***** Passage to read
20
Jan
13

March of Civilization

What fascinates me about history is that no matter how far we advance, we’re still, in a sense, in the same place. Of course our technology gets better. We live longer and we’re healthier. I don’t mean we stay the same in that way. What I mean is that no matter how far we come, we still find ourselves in the following situation: some people are on the bottom and some are on top, and problems beset our way of life from all sides. No matter how much we innovate — and don’t get me wrong, we do innovate and in doing so, SOLVE problems — we find ourselves with new problems.

In this post, I tried to give some reasons for this. Now I want to try to sharpen my picture of history a little bit. In that post, I talked about how increases in the scale of thing x, can make it the case that something other than thing x emerges. I tried to use physics as an example, but I don’t know muh about physics, so it felt like a poor example. But now I have a better example.

Nature, at the birth of the universe, consisted of particles. But the universe was so complex, that combinations of particles created something that was itself MORE than just a combination of particles, and that was life. Living things are a different category of type of thing than atoms or whatever. The system of particles in our universe was so complex  that it gave rise to something that was a new category of thing. Before life, there were just particles and more particles, but then “more particles” became “living thing.” This difference is reflected in the difference between biology and physics. But then the complexity of the system flipped to another level again, the level of perception. Perceptual states cannot be reduced to any biological category, because perception necessarily involves REPRESENTATION, which is not a biological category and introduces the idea of fidelity or veridicality. Things again move forward once perception moves to propositional thinking, which involves the manipulation of concepts not tied to the specifics of the organism’s specific situation (we can think about distant planets).

The pattern here is that a complexly interacting system of one type of thing (atoms), manages to flip to a new level of thing (a lizard).

But once we have that pattern in mind, we can see that human society accomplishes that SAME THING, just at a faster and constant rate. I think this is a beautiful explanation of the complexity of human life. Take the internet. It’s a new thing. Of course, it’s LIKE things that came before like the telephone, but it’s also NOT like that thing, it’s something else, it’s own thing. Or take something else. Some early counting systems didn’t have 0, but not we do. It’s not hard to see that introducing zero into mathematics changed the whole trajectory of science and human civilization.
**********
***** Excerpted records
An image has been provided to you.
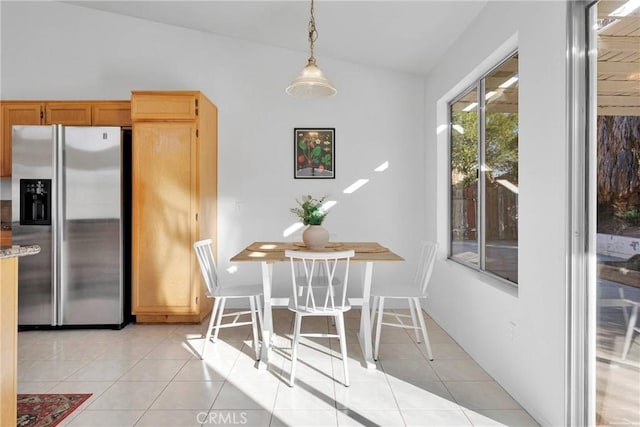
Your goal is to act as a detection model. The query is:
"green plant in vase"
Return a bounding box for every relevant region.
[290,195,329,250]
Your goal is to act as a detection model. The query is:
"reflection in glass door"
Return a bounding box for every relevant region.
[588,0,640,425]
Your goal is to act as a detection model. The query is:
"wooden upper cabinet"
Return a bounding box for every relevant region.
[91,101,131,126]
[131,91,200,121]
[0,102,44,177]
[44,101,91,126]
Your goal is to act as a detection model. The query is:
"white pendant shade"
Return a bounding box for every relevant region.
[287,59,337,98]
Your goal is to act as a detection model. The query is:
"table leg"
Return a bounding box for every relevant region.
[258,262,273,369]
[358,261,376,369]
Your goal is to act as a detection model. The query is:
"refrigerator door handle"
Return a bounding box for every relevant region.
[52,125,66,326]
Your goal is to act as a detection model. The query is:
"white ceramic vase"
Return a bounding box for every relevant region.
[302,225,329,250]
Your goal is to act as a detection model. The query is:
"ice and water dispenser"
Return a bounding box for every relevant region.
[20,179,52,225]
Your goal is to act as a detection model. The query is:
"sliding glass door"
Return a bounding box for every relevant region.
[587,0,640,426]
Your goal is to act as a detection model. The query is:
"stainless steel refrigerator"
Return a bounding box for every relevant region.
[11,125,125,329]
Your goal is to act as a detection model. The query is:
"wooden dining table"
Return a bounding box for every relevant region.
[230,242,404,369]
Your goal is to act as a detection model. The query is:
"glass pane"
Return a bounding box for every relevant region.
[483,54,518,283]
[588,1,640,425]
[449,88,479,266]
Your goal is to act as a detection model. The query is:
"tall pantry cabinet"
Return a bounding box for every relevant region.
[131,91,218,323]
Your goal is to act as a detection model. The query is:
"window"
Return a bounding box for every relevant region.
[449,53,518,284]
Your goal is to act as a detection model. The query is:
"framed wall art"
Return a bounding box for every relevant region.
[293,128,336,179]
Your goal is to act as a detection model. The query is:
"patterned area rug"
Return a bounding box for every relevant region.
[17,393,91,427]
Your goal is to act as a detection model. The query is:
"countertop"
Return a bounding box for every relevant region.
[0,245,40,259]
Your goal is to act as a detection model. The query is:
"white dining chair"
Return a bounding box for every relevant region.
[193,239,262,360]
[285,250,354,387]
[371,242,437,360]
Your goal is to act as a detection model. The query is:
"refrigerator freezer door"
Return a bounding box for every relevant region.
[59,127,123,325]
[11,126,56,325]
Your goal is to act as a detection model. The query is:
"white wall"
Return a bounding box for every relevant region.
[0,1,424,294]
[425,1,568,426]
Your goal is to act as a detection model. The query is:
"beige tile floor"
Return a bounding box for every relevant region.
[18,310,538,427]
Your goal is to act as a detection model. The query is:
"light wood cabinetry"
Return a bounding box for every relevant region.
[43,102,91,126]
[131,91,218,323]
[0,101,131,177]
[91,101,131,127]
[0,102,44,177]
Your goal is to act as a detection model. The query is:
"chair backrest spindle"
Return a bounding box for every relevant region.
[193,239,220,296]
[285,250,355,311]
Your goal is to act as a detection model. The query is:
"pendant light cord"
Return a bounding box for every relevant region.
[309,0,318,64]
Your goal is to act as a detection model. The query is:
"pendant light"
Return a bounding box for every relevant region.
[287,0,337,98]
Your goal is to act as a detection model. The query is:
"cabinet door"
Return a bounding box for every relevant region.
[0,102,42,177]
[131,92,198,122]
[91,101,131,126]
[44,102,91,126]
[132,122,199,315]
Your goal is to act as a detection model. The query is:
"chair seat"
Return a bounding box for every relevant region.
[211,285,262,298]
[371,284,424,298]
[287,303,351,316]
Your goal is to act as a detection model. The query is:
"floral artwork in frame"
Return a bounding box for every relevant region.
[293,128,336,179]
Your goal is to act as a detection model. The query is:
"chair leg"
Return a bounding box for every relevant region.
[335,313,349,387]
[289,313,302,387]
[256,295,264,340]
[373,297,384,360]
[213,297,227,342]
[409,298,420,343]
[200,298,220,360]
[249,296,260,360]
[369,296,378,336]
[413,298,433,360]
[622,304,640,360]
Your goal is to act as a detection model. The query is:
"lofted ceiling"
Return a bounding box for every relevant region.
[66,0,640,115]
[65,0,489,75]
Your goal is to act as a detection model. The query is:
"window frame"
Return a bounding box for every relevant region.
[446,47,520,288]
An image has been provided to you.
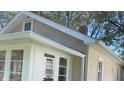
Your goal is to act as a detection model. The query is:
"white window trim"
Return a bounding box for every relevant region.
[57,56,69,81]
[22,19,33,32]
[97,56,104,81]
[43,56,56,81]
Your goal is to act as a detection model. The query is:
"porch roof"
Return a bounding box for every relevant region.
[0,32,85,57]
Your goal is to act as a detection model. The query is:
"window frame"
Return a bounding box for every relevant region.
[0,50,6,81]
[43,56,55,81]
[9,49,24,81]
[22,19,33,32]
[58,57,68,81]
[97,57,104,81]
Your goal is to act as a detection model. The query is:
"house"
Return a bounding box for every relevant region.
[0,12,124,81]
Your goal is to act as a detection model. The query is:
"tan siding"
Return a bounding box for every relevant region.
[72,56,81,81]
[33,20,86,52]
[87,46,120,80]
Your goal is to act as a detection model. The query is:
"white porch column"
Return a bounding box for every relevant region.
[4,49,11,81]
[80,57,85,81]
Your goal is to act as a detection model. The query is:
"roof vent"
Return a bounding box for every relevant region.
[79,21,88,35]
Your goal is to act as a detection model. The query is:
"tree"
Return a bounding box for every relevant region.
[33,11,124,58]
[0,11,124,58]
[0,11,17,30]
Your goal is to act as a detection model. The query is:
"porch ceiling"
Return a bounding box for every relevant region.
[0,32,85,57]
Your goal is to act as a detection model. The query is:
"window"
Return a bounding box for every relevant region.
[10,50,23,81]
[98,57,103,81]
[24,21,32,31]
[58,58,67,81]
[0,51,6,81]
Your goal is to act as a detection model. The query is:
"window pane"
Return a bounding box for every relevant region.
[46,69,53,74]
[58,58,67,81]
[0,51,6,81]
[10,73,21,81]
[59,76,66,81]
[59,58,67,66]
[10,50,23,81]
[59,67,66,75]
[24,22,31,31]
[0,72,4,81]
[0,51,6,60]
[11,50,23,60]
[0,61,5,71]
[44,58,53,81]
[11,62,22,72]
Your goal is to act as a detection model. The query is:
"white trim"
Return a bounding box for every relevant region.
**********
Problems to solve
a: In the post on the march of civilization, why can't perceptual states be reduced to any biological category?
b: According to the post on the march of civilization, what did some early counting systems lack?
c: List, in order, the stages the post on the march of civilization describes in nature's progression from the birth of the universe.

Answers by item
a: Perception necessarily involves representation, which is not a biological category. Representation also introduces the idea of fidelity or veridicality.

b: They lacked zero.

c: Particles, life (living things), perception, propositional thinking